EXERCISE OBJECTIVE - Output all entries precisely.
=== TASK INPUT ===
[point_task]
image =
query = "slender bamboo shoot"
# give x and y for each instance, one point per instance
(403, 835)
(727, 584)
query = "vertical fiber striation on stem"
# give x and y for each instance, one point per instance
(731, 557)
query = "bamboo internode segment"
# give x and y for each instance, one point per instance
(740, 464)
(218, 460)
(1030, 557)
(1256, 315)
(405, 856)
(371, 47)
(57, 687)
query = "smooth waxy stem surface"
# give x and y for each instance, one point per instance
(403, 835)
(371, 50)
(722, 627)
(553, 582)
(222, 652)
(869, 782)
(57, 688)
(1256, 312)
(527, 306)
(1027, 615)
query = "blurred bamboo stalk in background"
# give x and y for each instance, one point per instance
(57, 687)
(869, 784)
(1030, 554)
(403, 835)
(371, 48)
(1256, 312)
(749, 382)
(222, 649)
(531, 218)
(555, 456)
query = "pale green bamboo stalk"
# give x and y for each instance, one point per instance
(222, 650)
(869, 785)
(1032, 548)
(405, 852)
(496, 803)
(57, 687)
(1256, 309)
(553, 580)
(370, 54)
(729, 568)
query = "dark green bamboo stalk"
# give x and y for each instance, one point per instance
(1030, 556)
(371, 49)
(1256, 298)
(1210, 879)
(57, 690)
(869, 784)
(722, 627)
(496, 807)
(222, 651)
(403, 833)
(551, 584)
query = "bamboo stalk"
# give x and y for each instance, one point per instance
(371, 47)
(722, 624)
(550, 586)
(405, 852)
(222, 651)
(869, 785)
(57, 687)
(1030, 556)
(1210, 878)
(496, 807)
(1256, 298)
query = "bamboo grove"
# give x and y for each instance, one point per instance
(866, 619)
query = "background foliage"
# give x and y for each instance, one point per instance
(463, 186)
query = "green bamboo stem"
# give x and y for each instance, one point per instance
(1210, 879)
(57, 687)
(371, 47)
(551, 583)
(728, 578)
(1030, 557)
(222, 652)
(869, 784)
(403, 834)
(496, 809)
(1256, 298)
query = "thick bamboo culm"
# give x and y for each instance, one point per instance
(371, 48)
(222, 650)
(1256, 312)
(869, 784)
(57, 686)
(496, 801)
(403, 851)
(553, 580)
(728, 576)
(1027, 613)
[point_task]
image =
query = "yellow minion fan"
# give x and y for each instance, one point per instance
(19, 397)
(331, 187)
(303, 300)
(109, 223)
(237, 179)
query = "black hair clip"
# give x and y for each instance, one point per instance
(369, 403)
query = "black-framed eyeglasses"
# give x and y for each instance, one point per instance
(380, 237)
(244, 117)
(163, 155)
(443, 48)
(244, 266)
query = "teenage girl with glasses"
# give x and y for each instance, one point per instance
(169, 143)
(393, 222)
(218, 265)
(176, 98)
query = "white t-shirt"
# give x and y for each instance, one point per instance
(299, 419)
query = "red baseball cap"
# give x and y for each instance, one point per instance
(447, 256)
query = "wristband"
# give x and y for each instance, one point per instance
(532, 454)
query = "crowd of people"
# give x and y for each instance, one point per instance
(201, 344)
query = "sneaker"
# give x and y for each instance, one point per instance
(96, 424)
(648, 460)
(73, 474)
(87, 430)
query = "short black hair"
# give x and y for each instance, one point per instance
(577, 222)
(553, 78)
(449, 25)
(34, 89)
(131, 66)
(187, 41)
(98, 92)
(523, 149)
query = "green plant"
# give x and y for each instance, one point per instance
===
TASK RESULT -
[point_task]
image =
query = "slender bamboo shoot"
# give x and y for each instance, one point per instance
(403, 835)
(727, 584)
query = "vertical fiber striation on stem"
# give x and y for each instance, one point per instance
(731, 557)
query = "bamboo internode segment"
# give x and y for each instance, one point per instance
(740, 464)
(218, 460)
(1030, 557)
(1256, 315)
(405, 856)
(371, 47)
(57, 687)
query = "smooth waxy stem surface"
# give x and y for each instance, one point per instance
(403, 835)
(371, 50)
(722, 627)
(553, 582)
(222, 652)
(869, 782)
(57, 688)
(1256, 312)
(527, 306)
(1027, 615)
query = "blurred bamboo stalk in background"
# give x and y for each instance, one point per instance
(57, 687)
(869, 784)
(1030, 554)
(403, 835)
(371, 48)
(1256, 312)
(749, 382)
(222, 649)
(531, 218)
(555, 456)
query = "pale green bamboo stalk"
# give x and y for each instance, one point per instance
(222, 650)
(869, 785)
(1032, 548)
(405, 852)
(496, 803)
(57, 687)
(1256, 309)
(553, 580)
(370, 54)
(729, 568)
query = "dark green bamboo stalk"
# give x and y for each instance, one point per instance
(1030, 556)
(371, 49)
(1256, 298)
(1210, 879)
(57, 690)
(869, 784)
(722, 627)
(496, 807)
(222, 651)
(403, 833)
(551, 584)
query = "bamboo stalk"
# give x and y for each instance, one point per instance
(371, 47)
(722, 624)
(550, 586)
(405, 852)
(222, 651)
(869, 785)
(57, 687)
(1030, 556)
(1210, 878)
(496, 807)
(1256, 298)
query = "bamboo grove"
# give x and y for each instance, one point per instance
(866, 619)
query = "background foliage"
# give x and y for each instance, one point per instance
(463, 186)
query = "green bamboo stem"
# give x and y for each instance, one point per instance
(1210, 879)
(57, 687)
(371, 47)
(551, 583)
(728, 578)
(1030, 557)
(222, 652)
(869, 784)
(403, 834)
(496, 809)
(1256, 298)
query = "thick bamboo culm"
# give x and y for each instance, one point per instance
(371, 48)
(222, 650)
(1256, 312)
(869, 784)
(57, 686)
(496, 801)
(403, 851)
(553, 580)
(728, 576)
(1027, 613)
[point_task]
image =
query = "yellow minion fan"
# give x and y for each instance, one point per instance
(19, 397)
(331, 187)
(303, 300)
(109, 223)
(237, 179)
query = "black hair clip"
# give x and y for each instance, one point per instance
(369, 403)
query = "black-framed eyeglasses"
# give x and y for each instance, one point per instance
(380, 237)
(244, 117)
(163, 155)
(443, 48)
(244, 266)
query = "teenage girl with glasses"
# give x and y for each instance, one point per instance
(169, 143)
(393, 222)
(218, 265)
(176, 98)
query = "white t-shirt"
# give x and y for each instance, one point per instance
(299, 419)
query = "red baseball cap"
# give x and y for each instance, one point per instance
(447, 256)
query = "wristband"
# give x and y for each instance, one point per instance
(532, 454)
query = "crowd of people"
# give x and y for each instance, one point per instance
(201, 344)
query = "sneaker"
# give x and y for each instance, one point per instance
(96, 424)
(648, 460)
(73, 474)
(87, 430)
query = "short black hair"
# give x and y for each instance, one point per instance
(577, 222)
(553, 78)
(449, 25)
(34, 89)
(131, 66)
(187, 41)
(98, 92)
(523, 149)
query = "green plant"
# give x and y for each instance, one point per instance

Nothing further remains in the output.